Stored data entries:
━━━━━━━━━━━━━━━━━━━━━━━━━━━━━━
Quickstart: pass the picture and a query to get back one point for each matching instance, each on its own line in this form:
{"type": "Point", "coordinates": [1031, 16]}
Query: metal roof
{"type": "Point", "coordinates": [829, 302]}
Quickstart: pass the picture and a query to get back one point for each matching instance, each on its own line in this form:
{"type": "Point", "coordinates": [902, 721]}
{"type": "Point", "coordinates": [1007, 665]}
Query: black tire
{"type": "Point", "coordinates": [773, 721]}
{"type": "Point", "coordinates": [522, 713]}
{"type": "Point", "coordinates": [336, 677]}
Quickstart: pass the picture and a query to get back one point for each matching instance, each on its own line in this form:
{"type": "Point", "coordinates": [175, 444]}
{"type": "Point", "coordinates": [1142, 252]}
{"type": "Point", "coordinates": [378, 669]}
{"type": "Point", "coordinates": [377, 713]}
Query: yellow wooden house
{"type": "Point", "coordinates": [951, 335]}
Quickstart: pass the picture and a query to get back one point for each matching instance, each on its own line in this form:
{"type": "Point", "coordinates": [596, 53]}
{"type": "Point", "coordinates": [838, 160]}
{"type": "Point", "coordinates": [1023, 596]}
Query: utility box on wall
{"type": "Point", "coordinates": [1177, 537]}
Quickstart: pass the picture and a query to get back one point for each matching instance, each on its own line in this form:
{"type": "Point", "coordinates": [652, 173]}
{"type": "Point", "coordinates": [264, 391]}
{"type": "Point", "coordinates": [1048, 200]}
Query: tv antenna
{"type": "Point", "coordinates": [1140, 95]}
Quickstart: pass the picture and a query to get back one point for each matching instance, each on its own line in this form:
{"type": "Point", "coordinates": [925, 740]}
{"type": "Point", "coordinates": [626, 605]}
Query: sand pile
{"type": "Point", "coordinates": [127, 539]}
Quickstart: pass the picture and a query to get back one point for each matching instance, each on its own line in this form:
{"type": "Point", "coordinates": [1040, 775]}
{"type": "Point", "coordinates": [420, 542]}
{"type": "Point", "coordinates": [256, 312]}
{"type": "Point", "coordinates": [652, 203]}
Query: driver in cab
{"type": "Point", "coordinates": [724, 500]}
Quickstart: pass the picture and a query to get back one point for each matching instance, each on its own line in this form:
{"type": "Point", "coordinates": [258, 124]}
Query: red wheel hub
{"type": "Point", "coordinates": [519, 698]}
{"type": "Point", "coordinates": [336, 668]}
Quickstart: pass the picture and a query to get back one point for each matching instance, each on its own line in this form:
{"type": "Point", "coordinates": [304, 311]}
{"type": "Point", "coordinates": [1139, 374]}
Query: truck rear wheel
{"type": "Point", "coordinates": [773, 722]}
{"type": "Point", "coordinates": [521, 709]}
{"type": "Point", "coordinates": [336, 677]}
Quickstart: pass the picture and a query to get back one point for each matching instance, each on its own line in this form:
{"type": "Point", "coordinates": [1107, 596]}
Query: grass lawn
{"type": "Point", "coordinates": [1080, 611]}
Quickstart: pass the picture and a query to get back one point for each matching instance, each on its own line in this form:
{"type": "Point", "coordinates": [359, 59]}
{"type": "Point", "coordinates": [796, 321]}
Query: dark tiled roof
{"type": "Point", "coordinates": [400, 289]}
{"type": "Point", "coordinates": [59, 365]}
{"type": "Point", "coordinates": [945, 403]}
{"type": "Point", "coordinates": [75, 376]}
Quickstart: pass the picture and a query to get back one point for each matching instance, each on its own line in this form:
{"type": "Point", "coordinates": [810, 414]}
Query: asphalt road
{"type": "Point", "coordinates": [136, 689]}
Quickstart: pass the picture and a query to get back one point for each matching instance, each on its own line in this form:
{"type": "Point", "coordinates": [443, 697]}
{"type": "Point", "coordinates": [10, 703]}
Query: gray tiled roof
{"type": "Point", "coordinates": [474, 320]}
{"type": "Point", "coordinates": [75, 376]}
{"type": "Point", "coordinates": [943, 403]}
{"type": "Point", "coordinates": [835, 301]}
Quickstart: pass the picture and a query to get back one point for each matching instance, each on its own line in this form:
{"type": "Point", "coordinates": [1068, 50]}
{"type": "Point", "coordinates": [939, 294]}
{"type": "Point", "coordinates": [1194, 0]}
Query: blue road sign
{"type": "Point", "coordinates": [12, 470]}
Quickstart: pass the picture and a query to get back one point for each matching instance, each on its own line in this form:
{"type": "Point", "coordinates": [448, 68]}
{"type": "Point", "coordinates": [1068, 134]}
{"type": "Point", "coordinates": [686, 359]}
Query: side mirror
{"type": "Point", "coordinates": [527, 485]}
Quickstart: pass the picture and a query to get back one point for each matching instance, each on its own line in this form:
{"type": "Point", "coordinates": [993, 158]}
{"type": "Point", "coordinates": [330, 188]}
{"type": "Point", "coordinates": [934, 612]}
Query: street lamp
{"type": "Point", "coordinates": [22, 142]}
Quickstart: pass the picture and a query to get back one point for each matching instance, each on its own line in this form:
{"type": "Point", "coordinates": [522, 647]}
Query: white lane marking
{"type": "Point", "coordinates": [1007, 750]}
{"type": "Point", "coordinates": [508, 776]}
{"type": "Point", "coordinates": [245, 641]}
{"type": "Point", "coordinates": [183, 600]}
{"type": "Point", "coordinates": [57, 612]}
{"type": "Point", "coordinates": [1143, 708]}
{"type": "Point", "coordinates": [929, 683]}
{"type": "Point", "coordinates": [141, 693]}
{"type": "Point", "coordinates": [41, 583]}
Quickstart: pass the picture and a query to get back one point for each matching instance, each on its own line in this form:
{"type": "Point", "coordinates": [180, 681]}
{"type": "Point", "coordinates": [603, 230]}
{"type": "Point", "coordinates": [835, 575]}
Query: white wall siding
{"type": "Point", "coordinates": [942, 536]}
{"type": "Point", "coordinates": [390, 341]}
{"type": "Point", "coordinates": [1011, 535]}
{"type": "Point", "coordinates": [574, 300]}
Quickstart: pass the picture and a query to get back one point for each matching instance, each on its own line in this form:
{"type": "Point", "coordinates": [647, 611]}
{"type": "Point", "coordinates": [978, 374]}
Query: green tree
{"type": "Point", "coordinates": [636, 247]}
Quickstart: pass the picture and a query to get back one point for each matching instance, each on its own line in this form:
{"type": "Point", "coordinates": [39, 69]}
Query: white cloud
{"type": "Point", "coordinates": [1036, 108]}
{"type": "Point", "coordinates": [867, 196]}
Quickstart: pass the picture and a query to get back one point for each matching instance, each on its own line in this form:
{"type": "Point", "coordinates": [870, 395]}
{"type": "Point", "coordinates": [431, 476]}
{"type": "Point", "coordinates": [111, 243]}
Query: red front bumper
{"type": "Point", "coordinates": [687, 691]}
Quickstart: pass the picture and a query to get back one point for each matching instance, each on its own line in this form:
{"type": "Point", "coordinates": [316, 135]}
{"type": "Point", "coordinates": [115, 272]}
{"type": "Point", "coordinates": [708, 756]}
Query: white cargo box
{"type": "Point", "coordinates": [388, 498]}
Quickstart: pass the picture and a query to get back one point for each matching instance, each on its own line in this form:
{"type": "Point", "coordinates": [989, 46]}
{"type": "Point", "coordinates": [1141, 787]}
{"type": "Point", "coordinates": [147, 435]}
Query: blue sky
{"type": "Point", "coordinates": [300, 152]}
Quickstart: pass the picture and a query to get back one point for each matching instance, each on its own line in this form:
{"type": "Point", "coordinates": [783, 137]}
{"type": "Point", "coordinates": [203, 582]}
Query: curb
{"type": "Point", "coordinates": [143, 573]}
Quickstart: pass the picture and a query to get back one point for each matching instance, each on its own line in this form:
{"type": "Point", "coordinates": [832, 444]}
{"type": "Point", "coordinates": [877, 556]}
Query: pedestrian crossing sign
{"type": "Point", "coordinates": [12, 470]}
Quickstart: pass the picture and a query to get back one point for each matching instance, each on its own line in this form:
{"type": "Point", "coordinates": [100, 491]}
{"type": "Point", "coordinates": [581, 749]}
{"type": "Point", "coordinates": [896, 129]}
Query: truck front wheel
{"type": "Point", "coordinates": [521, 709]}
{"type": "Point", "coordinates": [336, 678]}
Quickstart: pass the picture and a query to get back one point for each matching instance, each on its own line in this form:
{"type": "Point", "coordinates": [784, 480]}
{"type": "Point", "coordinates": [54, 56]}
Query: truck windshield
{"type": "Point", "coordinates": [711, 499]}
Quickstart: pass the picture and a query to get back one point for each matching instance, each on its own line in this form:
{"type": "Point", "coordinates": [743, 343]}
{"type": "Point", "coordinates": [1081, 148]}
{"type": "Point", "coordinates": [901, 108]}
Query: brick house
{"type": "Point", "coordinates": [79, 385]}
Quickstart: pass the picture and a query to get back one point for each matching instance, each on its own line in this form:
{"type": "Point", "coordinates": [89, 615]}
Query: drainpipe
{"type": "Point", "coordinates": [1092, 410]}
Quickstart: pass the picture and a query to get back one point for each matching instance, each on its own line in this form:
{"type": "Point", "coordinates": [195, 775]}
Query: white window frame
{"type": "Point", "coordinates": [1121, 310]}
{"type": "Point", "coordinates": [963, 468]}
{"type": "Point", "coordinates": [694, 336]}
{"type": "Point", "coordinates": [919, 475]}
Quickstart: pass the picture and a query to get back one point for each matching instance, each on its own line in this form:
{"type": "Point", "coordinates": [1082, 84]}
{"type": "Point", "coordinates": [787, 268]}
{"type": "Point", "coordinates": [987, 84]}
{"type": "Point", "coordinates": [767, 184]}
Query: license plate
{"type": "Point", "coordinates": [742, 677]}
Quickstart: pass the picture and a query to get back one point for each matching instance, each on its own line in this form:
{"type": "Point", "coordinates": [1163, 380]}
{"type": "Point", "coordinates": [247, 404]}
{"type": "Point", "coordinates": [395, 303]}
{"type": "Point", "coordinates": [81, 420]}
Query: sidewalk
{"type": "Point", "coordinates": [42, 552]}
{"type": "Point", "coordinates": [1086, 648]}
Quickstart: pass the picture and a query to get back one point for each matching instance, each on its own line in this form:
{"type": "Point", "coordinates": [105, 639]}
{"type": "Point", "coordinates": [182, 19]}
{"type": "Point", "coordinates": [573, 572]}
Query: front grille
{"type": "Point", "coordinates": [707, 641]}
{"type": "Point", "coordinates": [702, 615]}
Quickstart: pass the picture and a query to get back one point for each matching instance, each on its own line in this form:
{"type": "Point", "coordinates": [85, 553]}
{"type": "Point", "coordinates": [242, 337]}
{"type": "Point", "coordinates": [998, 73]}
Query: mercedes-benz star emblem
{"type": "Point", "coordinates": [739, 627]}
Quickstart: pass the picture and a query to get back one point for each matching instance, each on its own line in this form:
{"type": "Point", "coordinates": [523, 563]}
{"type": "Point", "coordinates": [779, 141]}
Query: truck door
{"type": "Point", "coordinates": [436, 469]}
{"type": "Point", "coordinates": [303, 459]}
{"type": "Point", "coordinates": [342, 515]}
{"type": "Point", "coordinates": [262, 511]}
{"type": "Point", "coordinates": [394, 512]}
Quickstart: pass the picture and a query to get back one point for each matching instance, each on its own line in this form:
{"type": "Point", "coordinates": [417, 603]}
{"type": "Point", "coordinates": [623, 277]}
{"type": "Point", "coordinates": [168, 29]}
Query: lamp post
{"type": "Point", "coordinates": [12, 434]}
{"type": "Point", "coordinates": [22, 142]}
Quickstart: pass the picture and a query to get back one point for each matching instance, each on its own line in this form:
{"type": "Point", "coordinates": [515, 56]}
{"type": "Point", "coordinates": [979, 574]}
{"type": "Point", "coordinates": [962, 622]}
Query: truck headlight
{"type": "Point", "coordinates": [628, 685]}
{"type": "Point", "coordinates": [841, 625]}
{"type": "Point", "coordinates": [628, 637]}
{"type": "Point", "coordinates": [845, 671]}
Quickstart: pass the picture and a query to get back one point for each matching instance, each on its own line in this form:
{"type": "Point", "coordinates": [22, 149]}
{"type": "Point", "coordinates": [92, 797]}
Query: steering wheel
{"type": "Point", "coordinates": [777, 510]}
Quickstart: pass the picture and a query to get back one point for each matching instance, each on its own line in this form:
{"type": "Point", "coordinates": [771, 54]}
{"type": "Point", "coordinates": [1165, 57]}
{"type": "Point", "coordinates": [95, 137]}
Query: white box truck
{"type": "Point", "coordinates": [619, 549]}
━━━━━━━━━━━━━━━━━━━━━━━━━━━━━━
Exercise objective — From the line holding "Query: steering wheel" to the last line of the records, quote each line exactly and add nothing.

Written solution —
Query: steering wheel
{"type": "Point", "coordinates": [777, 510]}
Quickstart: pass the picture and a query to get back one point for each matching instance, each on its own line in this form:
{"type": "Point", "coordinates": [771, 54]}
{"type": "Point", "coordinates": [1165, 57]}
{"type": "Point", "coordinates": [95, 137]}
Query: white box truck
{"type": "Point", "coordinates": [619, 549]}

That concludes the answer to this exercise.